PROMPT 1:
Reproduce everything in the passage about Sunako, from "Though she can" down to "hungry reading it.".
PROMPT 2:
In the passage about Sunako, how many episodes did the anime adaptation run?

EXTRACT:
────────────────
Unfortunately for the boys, Sunako has absolutely no intention of playing along with them. She's a Creature of Darkness and damn well proud of it. The issue is made worse because she can't look at "Bright Creatures" like them without getting a nosebleed, and this predictably puts some stains on their relationship.

Though she can eventually deal with living with the other three, Sunako and Kyohei's relationship isn't the best, resulting in some early murder attempts on Sunako's part, lots of bickering, fighting, occasional saving each other and...you guessed it, everyone in the cast trying to set them up.

The manga received a 25-episode anime adaptation which aired from 2006 to 2007. The anime is directed by Shinichi Watanabe (Nabeshin from Excel♡Saga) who makes cameos as various side characters and... totem poles?

A live-action version began airing in January 2010, and finished airing with 10 episodes.

Warning: The manga, at least, is completely food-obsessed. You will probably get hungry reading it.

This page is for all examples from the manga/anime/drama.


This show provides examples of:

  • Absurdly-Long Limousine: One shows up in the anime adaptation. In a twist, a limousine of normal length appears later, but it is as wide as it is long.
────────────────
INFORMATION PROVIDED:

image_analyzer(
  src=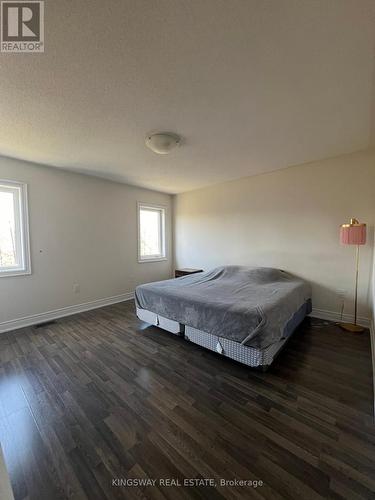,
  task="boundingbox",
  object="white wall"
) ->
[0,158,172,328]
[174,148,375,318]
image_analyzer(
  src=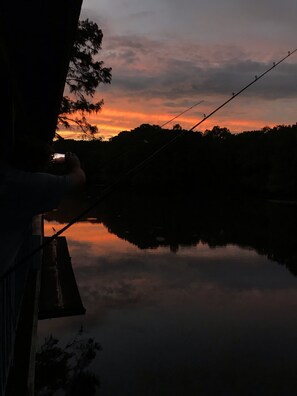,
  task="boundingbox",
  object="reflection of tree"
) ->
[35,332,101,396]
[48,191,297,275]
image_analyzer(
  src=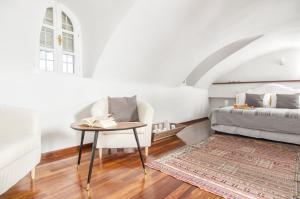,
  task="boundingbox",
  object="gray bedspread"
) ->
[210,107,300,135]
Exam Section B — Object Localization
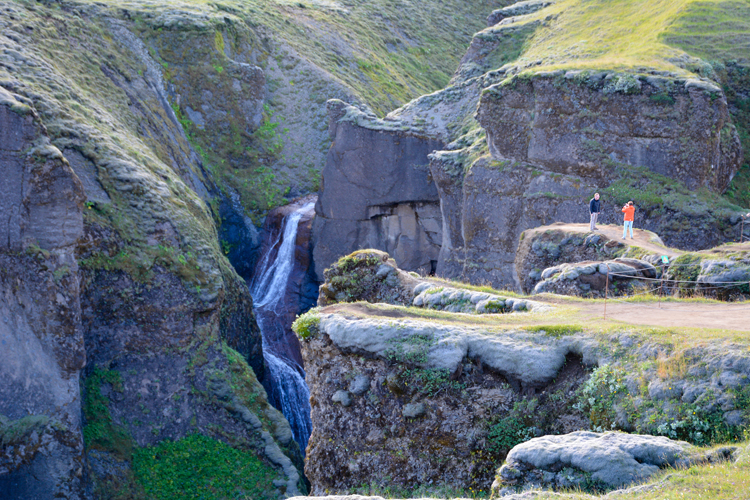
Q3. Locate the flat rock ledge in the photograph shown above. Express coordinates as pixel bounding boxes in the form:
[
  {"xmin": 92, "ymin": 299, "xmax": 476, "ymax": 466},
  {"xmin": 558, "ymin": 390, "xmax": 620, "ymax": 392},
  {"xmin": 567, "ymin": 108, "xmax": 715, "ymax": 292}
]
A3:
[
  {"xmin": 492, "ymin": 431, "xmax": 705, "ymax": 498},
  {"xmin": 412, "ymin": 281, "xmax": 552, "ymax": 314}
]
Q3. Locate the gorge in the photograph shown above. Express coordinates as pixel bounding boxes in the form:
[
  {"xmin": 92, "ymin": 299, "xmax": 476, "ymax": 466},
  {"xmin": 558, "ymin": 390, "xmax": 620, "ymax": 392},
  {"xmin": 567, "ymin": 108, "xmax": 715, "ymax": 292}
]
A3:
[{"xmin": 0, "ymin": 0, "xmax": 750, "ymax": 500}]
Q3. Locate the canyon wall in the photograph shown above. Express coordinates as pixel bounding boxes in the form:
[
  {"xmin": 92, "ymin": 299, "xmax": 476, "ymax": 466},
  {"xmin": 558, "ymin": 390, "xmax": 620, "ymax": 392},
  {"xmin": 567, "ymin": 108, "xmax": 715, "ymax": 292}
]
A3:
[{"xmin": 296, "ymin": 251, "xmax": 750, "ymax": 495}]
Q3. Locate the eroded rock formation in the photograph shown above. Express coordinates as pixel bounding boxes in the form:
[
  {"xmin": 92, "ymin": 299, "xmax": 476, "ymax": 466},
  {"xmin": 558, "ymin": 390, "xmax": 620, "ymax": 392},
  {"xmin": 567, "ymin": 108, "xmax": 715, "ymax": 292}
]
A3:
[
  {"xmin": 313, "ymin": 101, "xmax": 442, "ymax": 282},
  {"xmin": 0, "ymin": 88, "xmax": 86, "ymax": 499},
  {"xmin": 297, "ymin": 252, "xmax": 750, "ymax": 493}
]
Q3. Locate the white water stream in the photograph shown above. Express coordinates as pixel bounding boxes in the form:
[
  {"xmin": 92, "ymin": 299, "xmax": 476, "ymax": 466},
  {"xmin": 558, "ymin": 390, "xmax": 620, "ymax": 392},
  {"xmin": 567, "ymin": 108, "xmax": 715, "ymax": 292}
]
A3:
[{"xmin": 250, "ymin": 202, "xmax": 315, "ymax": 453}]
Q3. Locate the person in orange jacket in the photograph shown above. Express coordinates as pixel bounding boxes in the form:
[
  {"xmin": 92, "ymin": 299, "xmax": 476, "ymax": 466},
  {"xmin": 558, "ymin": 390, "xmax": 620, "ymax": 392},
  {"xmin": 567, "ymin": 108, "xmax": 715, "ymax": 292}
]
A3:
[{"xmin": 622, "ymin": 200, "xmax": 635, "ymax": 240}]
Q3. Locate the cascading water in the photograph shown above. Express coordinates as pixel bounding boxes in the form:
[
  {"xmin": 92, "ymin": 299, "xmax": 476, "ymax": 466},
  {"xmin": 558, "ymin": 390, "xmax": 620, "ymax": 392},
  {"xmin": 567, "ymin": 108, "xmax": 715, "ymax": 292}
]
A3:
[{"xmin": 250, "ymin": 202, "xmax": 315, "ymax": 453}]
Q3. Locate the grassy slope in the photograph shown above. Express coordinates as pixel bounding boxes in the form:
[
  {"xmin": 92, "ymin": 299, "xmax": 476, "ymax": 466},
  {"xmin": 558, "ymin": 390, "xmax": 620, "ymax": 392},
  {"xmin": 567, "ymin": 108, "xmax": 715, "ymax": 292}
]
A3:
[
  {"xmin": 64, "ymin": 0, "xmax": 512, "ymax": 222},
  {"xmin": 91, "ymin": 0, "xmax": 512, "ymax": 113},
  {"xmin": 470, "ymin": 0, "xmax": 750, "ymax": 207}
]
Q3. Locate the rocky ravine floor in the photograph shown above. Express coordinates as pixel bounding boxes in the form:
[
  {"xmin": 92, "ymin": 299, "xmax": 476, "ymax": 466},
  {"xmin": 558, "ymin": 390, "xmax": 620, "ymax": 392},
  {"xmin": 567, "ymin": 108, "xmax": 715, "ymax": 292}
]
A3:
[{"xmin": 296, "ymin": 251, "xmax": 750, "ymax": 498}]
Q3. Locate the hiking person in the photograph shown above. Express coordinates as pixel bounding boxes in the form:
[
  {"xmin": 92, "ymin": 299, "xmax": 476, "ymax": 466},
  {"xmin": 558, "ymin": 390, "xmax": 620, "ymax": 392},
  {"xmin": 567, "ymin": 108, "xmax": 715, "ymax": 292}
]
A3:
[
  {"xmin": 622, "ymin": 200, "xmax": 635, "ymax": 240},
  {"xmin": 589, "ymin": 193, "xmax": 602, "ymax": 231}
]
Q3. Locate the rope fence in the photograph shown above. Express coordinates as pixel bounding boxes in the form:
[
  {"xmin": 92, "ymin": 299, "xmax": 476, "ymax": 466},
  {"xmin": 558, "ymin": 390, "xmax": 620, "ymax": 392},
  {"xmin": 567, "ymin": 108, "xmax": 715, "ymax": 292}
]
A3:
[{"xmin": 603, "ymin": 263, "xmax": 750, "ymax": 320}]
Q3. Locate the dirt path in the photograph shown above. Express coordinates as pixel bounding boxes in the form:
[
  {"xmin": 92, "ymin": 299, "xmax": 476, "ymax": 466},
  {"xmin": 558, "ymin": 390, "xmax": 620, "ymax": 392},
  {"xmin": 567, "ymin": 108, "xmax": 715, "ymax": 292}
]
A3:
[
  {"xmin": 326, "ymin": 296, "xmax": 750, "ymax": 332},
  {"xmin": 581, "ymin": 300, "xmax": 750, "ymax": 332},
  {"xmin": 526, "ymin": 222, "xmax": 684, "ymax": 257}
]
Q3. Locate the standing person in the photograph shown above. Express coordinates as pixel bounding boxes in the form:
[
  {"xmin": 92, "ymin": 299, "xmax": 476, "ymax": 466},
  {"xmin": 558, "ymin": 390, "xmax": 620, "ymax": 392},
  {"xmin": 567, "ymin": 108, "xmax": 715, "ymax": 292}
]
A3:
[
  {"xmin": 622, "ymin": 200, "xmax": 635, "ymax": 240},
  {"xmin": 589, "ymin": 193, "xmax": 602, "ymax": 231}
]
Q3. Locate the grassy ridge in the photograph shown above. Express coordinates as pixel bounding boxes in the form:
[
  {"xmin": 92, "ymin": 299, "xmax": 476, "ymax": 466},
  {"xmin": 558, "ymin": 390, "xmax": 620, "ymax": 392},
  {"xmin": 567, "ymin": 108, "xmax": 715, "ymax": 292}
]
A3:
[{"xmin": 500, "ymin": 0, "xmax": 750, "ymax": 77}]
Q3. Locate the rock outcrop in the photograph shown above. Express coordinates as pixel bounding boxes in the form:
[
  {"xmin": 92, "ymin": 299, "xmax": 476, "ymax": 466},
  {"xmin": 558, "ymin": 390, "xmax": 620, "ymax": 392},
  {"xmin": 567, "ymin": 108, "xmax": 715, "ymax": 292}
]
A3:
[
  {"xmin": 0, "ymin": 88, "xmax": 86, "ymax": 499},
  {"xmin": 516, "ymin": 224, "xmax": 750, "ymax": 300},
  {"xmin": 313, "ymin": 101, "xmax": 442, "ymax": 282},
  {"xmin": 0, "ymin": 3, "xmax": 305, "ymax": 499},
  {"xmin": 295, "ymin": 252, "xmax": 750, "ymax": 494},
  {"xmin": 477, "ymin": 71, "xmax": 741, "ymax": 192},
  {"xmin": 492, "ymin": 432, "xmax": 712, "ymax": 498},
  {"xmin": 314, "ymin": 1, "xmax": 742, "ymax": 289}
]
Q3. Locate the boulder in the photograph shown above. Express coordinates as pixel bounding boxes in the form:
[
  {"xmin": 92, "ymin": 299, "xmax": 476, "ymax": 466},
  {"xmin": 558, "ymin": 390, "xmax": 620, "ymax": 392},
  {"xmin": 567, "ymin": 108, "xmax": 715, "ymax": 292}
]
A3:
[{"xmin": 492, "ymin": 431, "xmax": 696, "ymax": 495}]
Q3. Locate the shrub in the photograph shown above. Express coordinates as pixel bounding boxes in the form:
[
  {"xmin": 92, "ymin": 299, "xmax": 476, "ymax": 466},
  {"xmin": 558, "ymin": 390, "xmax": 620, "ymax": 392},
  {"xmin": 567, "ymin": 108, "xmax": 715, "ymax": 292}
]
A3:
[
  {"xmin": 576, "ymin": 365, "xmax": 628, "ymax": 432},
  {"xmin": 292, "ymin": 308, "xmax": 320, "ymax": 340}
]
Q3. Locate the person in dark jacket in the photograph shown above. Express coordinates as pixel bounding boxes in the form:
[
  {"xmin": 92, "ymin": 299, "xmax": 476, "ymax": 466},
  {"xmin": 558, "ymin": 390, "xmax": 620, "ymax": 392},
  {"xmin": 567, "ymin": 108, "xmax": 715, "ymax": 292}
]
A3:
[{"xmin": 589, "ymin": 193, "xmax": 602, "ymax": 231}]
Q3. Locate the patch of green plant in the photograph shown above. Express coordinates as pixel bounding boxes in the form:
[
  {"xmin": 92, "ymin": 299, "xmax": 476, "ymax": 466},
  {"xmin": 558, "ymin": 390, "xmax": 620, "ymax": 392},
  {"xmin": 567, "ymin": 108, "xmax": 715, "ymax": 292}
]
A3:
[
  {"xmin": 83, "ymin": 367, "xmax": 133, "ymax": 460},
  {"xmin": 325, "ymin": 251, "xmax": 400, "ymax": 302},
  {"xmin": 79, "ymin": 245, "xmax": 207, "ymax": 289},
  {"xmin": 133, "ymin": 434, "xmax": 278, "ymax": 500},
  {"xmin": 575, "ymin": 365, "xmax": 628, "ymax": 432},
  {"xmin": 292, "ymin": 308, "xmax": 320, "ymax": 340},
  {"xmin": 384, "ymin": 333, "xmax": 435, "ymax": 365},
  {"xmin": 525, "ymin": 325, "xmax": 583, "ymax": 338},
  {"xmin": 400, "ymin": 368, "xmax": 466, "ymax": 397},
  {"xmin": 648, "ymin": 91, "xmax": 675, "ymax": 105},
  {"xmin": 487, "ymin": 416, "xmax": 534, "ymax": 453}
]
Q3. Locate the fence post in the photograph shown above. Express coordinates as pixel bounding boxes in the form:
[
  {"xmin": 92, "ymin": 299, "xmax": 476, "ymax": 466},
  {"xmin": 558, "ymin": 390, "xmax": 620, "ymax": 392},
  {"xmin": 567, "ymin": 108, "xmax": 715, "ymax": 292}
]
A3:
[
  {"xmin": 659, "ymin": 264, "xmax": 664, "ymax": 309},
  {"xmin": 604, "ymin": 264, "xmax": 609, "ymax": 320}
]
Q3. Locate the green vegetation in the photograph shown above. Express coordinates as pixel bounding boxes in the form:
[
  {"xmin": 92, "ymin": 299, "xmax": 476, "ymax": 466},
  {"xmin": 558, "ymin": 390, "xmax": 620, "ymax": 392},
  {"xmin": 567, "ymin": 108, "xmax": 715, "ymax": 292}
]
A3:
[
  {"xmin": 506, "ymin": 0, "xmax": 750, "ymax": 77},
  {"xmin": 578, "ymin": 365, "xmax": 627, "ymax": 432},
  {"xmin": 292, "ymin": 308, "xmax": 320, "ymax": 340},
  {"xmin": 83, "ymin": 367, "xmax": 133, "ymax": 460},
  {"xmin": 487, "ymin": 416, "xmax": 534, "ymax": 454},
  {"xmin": 133, "ymin": 434, "xmax": 277, "ymax": 500},
  {"xmin": 602, "ymin": 167, "xmax": 742, "ymax": 220}
]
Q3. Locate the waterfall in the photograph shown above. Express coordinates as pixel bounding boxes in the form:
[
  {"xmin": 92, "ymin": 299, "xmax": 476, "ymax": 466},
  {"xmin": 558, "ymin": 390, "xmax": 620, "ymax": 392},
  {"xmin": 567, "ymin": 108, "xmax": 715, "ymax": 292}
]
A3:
[{"xmin": 250, "ymin": 202, "xmax": 315, "ymax": 453}]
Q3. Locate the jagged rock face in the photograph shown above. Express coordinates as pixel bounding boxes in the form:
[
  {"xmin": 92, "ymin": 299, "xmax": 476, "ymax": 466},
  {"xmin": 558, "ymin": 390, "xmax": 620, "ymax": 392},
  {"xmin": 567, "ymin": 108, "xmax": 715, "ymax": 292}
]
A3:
[
  {"xmin": 303, "ymin": 316, "xmax": 586, "ymax": 494},
  {"xmin": 492, "ymin": 432, "xmax": 699, "ymax": 498},
  {"xmin": 0, "ymin": 92, "xmax": 86, "ymax": 499},
  {"xmin": 430, "ymin": 156, "xmax": 591, "ymax": 289},
  {"xmin": 297, "ymin": 252, "xmax": 750, "ymax": 494},
  {"xmin": 0, "ymin": 4, "xmax": 305, "ymax": 499},
  {"xmin": 477, "ymin": 73, "xmax": 742, "ymax": 192},
  {"xmin": 515, "ymin": 229, "xmax": 663, "ymax": 297},
  {"xmin": 313, "ymin": 101, "xmax": 442, "ymax": 281}
]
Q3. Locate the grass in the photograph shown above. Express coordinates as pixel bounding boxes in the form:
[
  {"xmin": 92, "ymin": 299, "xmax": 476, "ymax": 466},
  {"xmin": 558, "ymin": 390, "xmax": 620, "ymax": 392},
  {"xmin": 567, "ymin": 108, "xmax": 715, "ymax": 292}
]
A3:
[
  {"xmin": 83, "ymin": 368, "xmax": 133, "ymax": 460},
  {"xmin": 133, "ymin": 434, "xmax": 277, "ymax": 500},
  {"xmin": 502, "ymin": 0, "xmax": 750, "ymax": 77},
  {"xmin": 326, "ymin": 291, "xmax": 750, "ymax": 345}
]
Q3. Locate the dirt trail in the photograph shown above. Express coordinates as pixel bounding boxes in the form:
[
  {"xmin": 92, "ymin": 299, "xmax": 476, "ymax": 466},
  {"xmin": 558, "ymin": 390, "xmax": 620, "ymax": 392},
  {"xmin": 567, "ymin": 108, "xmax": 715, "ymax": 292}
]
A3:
[
  {"xmin": 325, "ymin": 295, "xmax": 750, "ymax": 332},
  {"xmin": 581, "ymin": 300, "xmax": 750, "ymax": 332},
  {"xmin": 526, "ymin": 222, "xmax": 685, "ymax": 257}
]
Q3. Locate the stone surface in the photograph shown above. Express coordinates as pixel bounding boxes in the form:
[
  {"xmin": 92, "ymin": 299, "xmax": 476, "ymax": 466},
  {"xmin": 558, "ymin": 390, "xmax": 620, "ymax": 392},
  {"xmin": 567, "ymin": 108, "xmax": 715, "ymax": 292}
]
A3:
[
  {"xmin": 478, "ymin": 74, "xmax": 740, "ymax": 192},
  {"xmin": 492, "ymin": 432, "xmax": 696, "ymax": 495},
  {"xmin": 302, "ymin": 312, "xmax": 588, "ymax": 495},
  {"xmin": 313, "ymin": 101, "xmax": 442, "ymax": 281},
  {"xmin": 0, "ymin": 88, "xmax": 86, "ymax": 499}
]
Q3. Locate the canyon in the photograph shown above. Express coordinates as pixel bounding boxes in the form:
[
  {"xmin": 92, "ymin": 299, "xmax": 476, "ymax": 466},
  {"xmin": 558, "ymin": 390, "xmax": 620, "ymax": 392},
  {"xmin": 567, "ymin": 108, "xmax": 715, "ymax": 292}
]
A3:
[{"xmin": 0, "ymin": 0, "xmax": 750, "ymax": 500}]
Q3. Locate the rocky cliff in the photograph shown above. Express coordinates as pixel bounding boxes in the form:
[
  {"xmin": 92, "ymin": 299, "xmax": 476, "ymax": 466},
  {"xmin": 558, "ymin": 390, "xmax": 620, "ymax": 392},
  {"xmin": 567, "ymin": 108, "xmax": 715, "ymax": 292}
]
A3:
[
  {"xmin": 0, "ymin": 89, "xmax": 86, "ymax": 498},
  {"xmin": 296, "ymin": 252, "xmax": 750, "ymax": 493},
  {"xmin": 0, "ymin": 4, "xmax": 304, "ymax": 499},
  {"xmin": 316, "ymin": 2, "xmax": 746, "ymax": 289}
]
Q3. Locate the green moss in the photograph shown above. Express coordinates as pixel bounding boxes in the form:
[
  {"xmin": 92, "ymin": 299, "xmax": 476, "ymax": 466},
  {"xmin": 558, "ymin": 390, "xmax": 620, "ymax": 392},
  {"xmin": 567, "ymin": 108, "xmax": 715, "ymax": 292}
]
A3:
[
  {"xmin": 292, "ymin": 309, "xmax": 320, "ymax": 340},
  {"xmin": 487, "ymin": 416, "xmax": 533, "ymax": 454},
  {"xmin": 506, "ymin": 0, "xmax": 750, "ymax": 77},
  {"xmin": 79, "ymin": 245, "xmax": 208, "ymax": 292},
  {"xmin": 133, "ymin": 434, "xmax": 278, "ymax": 500},
  {"xmin": 83, "ymin": 368, "xmax": 133, "ymax": 460},
  {"xmin": 525, "ymin": 325, "xmax": 582, "ymax": 338}
]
────────────────
ANSWER 1:
Though she can eventually deal with living with the other three, Sunako and Kyohei's relationship isn't the best, resulting in some early murder attempts on Sunako's part, lots of bickering, fighting, occasional saving each other and...you guessed it, everyone in the cast trying to set them up.

The manga received a 25-episode anime adaptation which aired from 2006 to 2007. The anime is directed by Shinichi Watanabe (Nabeshin from Excel♡Saga) who makes cameos as various side characters and... totem poles?

A live-action version began airing in January 2010, and finished airing with 10 episodes.

Warning: The manga, at least, is completely food-obsessed. You will probably get hungry reading it.

ANSWER 2:
25 episodes.